___ Texte ___

SI VENISE MEURT

LES VILLES ONT TROIS MANIÈRES DE MOURIR : quand un ennemi implacable les détruit (comme Carthage, rasée par Rome en 146 avant J.-C.) ; quand un peuple étranger s’y établit par la force, en chassant les autochtones et leurs dieux (comme Tenochtitlán, la capitale des Aztèques que les conquistadores espagnols anéantirent en 1521 pour bâtir sur ses ruines la ville de Mexico); ou enfin, quand les habitants perdent leur propre mémoire et deviennent sans même s’en apercevoir étrangers à eux-mêmes, ennemis d’eux-mêmes.

Tel fut le cas d’Athènes : après la gloire de la polis classique, après les marbres du Parthénon, les sculptures de Phidias et les réalisations de la culture et de l’histoire marquées par des noms comme Eschyle, Sophocle, Euripide, Périclès, Praxitèle, elle perdit tout d’abord son indépendance politique (sous les Macédoniens, puis sous les Romains), plus tard son autonomie culturelle, puis jusqu’à la mémoire d’elle-même.

Souvent, entraînés que nous sommes par la facilité du classicisme scolaire, nous la croyons immobile pour les siècles dans la blancheur de ses marbres, et pensons la voir refleurir avec une splendeur nouvelle lors de l’indépendance politique de la Grèce en 1827. Mais ce n’est pas le cas : quand, vers la fin du XIIe siècle, le savant Michel Choniates, venu de Constantinople, devint évêque d’Athènes, il resta stupéfait devant l’effroyable ignorance des Athéniens, qui ne savaient plus rien des gloires antiques de leur ville, incapables de dire aux étrangers ce qu’étaient les temples encore intacts ni leur indiquer où Socrate, Platon, Aristote avaient enseigné.

Le Parthénon était alors une église, ses murs étaient couverts d’icônes, et des chants liturgiques, des parfums d’encens flottaient dans sa lumière. Il devint plus tard une cathédrale latine, régulièrement pillée par les Vénitiens et les Florentins, sans que les habitants fissent rien pour la défendre. Quand Athènes fut occupée par les Turcs en 1456 (et le Parthénon transformé en mosquée), la ville avait perdu jusqu’à son nom. Ce qui restait ressemblait à un village misérable semé de quelques ruines, et ses habitants, réduits à quelques milliers, l’appelaient Satiné, Satines, en estropiant son nom, au prix d’une déformation que Rome, par exemple, n’a jamais connue.

___

**Tâche**
Répondez, s'il vous plaît, à ces questions sur le texte :
(a) En quelle année Rome rasa-t-elle Carthage ?
(b) De quelle ville venait Michel Choniates ?
(c) En quelle année Athènes fut-elle occupée par les Turcs ?
Le matériel qui suit provient d'une autre source que le texte.

___ Données brutes ___

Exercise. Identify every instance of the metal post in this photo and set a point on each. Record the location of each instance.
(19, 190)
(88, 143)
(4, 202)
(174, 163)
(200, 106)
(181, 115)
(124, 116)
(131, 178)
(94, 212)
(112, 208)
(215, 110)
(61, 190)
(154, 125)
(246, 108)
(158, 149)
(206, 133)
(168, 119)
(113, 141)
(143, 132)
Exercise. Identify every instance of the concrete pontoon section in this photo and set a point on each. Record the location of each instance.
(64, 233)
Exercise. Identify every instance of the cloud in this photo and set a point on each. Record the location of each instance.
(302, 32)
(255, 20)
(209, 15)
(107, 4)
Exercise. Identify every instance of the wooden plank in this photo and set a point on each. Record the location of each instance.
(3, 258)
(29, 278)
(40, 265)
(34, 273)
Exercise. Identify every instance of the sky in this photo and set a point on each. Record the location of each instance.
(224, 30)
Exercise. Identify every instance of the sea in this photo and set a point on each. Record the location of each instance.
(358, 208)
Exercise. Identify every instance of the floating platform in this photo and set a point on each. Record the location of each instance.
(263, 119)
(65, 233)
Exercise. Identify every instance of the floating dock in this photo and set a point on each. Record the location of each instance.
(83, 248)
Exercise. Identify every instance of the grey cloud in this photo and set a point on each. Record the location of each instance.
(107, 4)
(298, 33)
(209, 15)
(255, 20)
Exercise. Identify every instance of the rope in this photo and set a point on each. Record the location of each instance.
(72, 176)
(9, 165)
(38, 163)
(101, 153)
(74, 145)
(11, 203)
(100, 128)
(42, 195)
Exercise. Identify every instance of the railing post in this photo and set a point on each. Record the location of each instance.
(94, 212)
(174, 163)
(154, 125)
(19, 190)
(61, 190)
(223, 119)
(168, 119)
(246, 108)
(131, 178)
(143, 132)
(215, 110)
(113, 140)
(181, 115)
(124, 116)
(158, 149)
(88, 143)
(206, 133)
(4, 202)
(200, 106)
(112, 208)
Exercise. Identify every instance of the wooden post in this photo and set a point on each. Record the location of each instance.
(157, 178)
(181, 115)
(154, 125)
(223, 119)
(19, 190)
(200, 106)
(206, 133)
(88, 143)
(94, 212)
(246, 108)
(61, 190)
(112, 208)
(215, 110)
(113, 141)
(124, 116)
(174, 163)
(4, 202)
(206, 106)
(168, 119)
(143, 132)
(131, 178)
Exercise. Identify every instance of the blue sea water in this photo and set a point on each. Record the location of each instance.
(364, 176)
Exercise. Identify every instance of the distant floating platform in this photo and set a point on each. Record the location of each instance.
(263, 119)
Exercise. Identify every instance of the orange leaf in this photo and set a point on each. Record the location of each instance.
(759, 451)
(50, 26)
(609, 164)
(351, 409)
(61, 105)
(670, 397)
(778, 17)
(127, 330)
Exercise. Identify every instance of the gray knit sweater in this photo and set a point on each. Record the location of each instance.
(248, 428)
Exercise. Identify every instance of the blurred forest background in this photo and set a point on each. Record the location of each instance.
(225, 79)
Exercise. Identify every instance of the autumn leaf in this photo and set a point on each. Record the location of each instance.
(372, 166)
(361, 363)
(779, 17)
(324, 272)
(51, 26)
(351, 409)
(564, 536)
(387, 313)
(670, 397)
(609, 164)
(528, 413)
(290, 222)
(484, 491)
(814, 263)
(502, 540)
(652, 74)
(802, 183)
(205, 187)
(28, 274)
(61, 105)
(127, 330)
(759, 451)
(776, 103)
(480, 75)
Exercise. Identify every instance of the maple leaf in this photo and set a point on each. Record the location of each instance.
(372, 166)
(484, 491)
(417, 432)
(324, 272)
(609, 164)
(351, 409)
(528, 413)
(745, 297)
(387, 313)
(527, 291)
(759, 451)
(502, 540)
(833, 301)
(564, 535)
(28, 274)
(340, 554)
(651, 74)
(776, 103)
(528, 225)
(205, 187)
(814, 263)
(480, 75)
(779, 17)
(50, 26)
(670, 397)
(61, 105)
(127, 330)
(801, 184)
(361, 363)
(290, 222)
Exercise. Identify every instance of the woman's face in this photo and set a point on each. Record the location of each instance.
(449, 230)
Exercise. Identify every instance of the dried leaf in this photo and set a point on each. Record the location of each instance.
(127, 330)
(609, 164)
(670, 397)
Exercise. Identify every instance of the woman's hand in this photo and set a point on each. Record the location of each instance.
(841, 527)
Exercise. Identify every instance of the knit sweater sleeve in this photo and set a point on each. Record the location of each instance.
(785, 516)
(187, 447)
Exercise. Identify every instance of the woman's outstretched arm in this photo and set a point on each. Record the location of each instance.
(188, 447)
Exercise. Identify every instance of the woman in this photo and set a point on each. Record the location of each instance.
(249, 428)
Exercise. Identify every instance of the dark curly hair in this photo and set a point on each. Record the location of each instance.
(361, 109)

___

**Réponse**
(a) En 146 avant J.-C.
(b) De Constantinople.
(c) En 1456.